Per zone zijn achtergrondwaarden vastgesteld voor de stoffen: arseen, cadmium, chroom, koper, kwik, lood, nikkel, zink, 10 polycyclische aromatische koolwaterstoffen (PAK), EOX en minerale olie.

De achtergrondwaarden zijn gedefinieerd als de rekenkundig gemiddelde waarden. Naast de gemiddelden per zone zijn tevens andere statistische parameters zoals de 95-percentielwaarde (waarde waaronder 95 % van alle waarnemingen ligt), minimum, maximum, etc. bepaald. Deze statistische parameters zijn destijds bepaald met behulp van analyseresultaten van bodemonderzoeken uitgevoerd op onverdachte locaties.

Afbeelding 2.1. Homogene deelgebieden uit 2005

2.2.Veranderingen in de bodemkwaliteitskaart

Als gevolg van de inwerkingtreding van het Besluit bodemkwaliteit zijn de regels voor grondverzet gewijzigd. Tevens is de Interim-richtlijn bodemkwaliteitskaarten geactualiseerd naar de ‘Richtlijn bodemkwaliteitskaarten’. Deze paragraaf beschrijft de belangrijkste wijzigingen.

Opdrachten —
A – Beantwoord deze vragen over de tekst over bodemkwaliteit:
(i) Hoe zijn de achtergrondwaarden gedefinieerd?
(ii) Op wat voor locaties zijn de bodemonderzoeken uitgevoerd waarmee de statistische parameters destijds zijn bepaald?
(iii) Naar welke richtlijn is de Interim-richtlijn bodemkwaliteitskaarten geactualiseerd?
B – Neem letterlijk over uit de tekst over bodemkwaliteit, van "De achtergrondwaarden zijn" tot en met "de belangrijkste wijzigingen.".

Beschikbare gegevens —
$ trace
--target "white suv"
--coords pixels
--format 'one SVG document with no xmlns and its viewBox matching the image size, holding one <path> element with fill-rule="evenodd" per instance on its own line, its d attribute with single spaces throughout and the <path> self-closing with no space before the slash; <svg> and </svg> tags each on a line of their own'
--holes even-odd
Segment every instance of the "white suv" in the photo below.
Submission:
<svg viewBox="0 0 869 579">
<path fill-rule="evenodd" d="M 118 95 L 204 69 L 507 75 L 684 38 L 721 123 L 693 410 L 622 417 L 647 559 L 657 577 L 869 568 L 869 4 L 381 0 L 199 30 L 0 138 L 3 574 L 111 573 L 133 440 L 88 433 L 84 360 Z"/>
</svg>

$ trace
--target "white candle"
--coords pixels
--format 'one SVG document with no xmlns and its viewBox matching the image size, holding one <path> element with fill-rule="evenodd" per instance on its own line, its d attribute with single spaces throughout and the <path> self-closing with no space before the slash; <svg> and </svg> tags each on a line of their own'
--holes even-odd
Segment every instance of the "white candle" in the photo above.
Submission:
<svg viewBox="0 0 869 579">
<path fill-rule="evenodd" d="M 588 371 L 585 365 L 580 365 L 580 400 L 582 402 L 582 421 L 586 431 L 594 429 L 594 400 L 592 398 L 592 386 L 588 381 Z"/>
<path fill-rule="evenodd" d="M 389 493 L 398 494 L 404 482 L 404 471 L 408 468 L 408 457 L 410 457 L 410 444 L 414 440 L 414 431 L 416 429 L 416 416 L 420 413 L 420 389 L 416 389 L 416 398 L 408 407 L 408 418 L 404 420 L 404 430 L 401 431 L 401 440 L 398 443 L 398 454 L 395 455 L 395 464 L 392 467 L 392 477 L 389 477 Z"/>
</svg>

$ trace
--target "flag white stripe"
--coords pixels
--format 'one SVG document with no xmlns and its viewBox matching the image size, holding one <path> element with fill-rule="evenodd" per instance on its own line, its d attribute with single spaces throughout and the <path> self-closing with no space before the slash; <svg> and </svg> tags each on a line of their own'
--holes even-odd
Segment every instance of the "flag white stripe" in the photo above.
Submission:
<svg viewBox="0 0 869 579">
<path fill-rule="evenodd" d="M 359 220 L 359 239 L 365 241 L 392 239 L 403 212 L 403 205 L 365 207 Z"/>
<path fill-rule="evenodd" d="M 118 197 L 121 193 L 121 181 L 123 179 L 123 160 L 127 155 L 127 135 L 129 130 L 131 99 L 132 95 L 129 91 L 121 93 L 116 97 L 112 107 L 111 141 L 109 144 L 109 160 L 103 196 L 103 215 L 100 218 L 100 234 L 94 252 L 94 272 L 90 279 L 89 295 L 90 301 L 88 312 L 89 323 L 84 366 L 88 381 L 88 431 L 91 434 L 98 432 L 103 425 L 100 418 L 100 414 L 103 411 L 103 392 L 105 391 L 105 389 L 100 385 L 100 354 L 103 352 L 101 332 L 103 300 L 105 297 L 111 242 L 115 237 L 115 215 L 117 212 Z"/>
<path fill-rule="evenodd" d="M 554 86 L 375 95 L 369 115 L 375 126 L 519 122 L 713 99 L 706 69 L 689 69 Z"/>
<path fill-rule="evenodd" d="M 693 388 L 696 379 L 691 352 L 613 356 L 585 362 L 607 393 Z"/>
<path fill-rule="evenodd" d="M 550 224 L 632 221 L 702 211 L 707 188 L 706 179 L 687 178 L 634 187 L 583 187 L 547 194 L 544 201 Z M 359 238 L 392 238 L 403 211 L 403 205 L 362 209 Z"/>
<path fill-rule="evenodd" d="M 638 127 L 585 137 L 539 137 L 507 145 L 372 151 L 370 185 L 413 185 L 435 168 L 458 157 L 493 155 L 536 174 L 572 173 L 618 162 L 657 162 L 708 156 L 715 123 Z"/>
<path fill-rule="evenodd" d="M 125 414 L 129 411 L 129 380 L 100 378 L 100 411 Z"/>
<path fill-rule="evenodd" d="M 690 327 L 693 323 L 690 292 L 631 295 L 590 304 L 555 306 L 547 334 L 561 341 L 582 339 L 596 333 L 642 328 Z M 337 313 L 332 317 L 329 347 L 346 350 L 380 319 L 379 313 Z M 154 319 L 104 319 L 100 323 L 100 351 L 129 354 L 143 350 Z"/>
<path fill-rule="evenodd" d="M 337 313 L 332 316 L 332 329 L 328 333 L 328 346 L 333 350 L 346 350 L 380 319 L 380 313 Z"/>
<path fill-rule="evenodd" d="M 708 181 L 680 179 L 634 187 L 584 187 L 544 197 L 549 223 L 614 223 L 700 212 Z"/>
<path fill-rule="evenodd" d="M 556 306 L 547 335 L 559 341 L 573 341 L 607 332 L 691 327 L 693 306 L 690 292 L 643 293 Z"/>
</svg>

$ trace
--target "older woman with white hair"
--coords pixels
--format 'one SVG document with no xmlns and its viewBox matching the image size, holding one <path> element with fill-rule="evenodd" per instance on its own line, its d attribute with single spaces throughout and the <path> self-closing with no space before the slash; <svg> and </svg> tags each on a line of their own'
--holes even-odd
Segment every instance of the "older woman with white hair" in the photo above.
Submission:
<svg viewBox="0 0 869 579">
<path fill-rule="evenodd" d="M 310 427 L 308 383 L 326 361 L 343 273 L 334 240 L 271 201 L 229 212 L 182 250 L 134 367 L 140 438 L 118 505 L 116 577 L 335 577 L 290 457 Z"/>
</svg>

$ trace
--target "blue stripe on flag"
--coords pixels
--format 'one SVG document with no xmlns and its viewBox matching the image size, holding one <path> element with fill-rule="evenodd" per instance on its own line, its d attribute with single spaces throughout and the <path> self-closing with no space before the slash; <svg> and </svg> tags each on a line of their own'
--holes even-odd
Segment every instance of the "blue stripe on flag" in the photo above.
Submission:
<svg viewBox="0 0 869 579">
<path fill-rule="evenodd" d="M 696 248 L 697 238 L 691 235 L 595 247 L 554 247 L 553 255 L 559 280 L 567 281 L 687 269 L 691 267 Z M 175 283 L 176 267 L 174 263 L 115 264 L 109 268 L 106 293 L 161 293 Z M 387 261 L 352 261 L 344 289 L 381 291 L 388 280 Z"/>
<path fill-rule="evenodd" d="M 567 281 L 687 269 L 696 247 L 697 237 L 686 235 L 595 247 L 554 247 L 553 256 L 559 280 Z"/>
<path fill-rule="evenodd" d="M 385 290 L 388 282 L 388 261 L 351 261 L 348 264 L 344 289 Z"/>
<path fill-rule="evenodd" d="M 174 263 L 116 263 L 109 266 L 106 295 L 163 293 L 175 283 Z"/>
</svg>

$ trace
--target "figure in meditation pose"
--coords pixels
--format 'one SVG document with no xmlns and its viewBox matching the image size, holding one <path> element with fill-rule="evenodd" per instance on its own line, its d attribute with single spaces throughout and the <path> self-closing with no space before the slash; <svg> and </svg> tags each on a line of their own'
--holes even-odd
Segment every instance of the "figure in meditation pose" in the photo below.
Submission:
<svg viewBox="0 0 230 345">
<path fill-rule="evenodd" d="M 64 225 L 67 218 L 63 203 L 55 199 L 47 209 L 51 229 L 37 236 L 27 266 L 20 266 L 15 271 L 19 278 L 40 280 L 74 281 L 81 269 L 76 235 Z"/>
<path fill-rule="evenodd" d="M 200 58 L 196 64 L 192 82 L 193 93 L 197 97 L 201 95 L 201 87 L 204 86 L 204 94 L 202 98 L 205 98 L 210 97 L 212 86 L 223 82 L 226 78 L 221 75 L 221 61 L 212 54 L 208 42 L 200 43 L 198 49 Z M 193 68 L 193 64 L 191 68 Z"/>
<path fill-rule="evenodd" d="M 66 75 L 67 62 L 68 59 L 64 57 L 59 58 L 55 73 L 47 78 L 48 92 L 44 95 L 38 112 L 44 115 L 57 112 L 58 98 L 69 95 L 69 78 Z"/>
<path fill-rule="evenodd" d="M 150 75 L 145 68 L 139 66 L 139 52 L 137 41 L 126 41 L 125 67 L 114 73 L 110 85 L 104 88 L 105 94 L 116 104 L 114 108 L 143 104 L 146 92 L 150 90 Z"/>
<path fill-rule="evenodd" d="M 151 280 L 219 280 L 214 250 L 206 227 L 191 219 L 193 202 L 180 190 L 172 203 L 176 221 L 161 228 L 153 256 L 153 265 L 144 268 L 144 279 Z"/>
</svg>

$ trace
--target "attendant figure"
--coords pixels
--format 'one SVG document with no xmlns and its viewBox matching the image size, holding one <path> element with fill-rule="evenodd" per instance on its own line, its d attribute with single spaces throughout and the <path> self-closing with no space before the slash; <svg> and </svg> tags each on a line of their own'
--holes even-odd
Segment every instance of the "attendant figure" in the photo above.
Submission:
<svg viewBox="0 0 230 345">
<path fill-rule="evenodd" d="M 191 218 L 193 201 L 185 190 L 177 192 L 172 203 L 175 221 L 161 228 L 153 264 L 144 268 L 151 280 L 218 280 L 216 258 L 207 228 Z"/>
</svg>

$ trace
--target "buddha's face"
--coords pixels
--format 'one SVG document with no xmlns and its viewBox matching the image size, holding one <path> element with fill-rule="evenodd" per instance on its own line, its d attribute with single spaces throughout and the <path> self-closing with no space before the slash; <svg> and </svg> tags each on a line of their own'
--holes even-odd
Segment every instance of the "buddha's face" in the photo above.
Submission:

Antwoorden —
A –
(i) Als de rekenkundig gemiddelde waarden.
(ii) Op onverdachte locaties.
(iii) Naar de ‘Richtlijn bodemkwaliteitskaarten’.

B –
De achtergrondwaarden zijn gedefinieerd als de rekenkundig gemiddelde waarden. Naast de gemiddelden per zone zijn tevens andere statistische parameters zoals de 95-percentielwaarde (waarde waaronder 95 % van alle waarnemingen ligt), minimum, maximum, etc. bepaald. Deze statistische parameters zijn destijds bepaald met behulp van analyseresultaten van bodemonderzoeken uitgevoerd op onverdachte locaties.

Afbeelding 2.1. Homogene deelgebieden uit 2005

2.2.Veranderingen in de bodemkwaliteitskaart

Als gevolg van de inwerkingtreding van het Besluit bodemkwaliteit zijn de regels voor grondverzet gewijzigd. Tevens is de Interim-richtlijn bodemkwaliteitskaarten geactualiseerd naar de ‘Richtlijn bodemkwaliteitskaarten’. Deze paragraaf beschrijft de belangrijkste wijzigingen.